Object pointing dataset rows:
------------------------

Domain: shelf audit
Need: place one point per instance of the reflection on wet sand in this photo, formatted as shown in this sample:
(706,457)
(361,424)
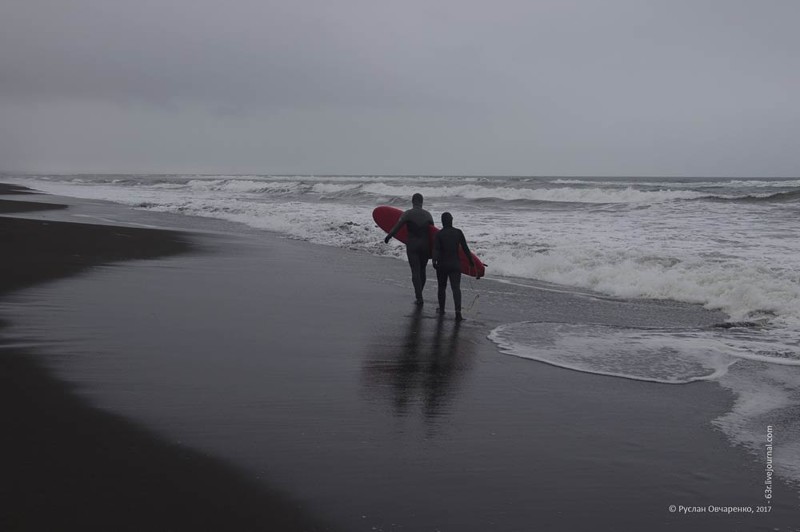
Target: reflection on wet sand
(423,370)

------------------------

> _EXERCISE PROMPT_
Put every line of the rows above into a numbered list, skipping blank lines and leaving out the pictures.

> _OUTPUT_
1. Domain: shelf audit
2. Need: place one point per instance of the reflection on wet sand in this photo, formatted as shown in this sample:
3. (706,457)
4. (361,424)
5. Target: reflection on wet sand
6. (423,370)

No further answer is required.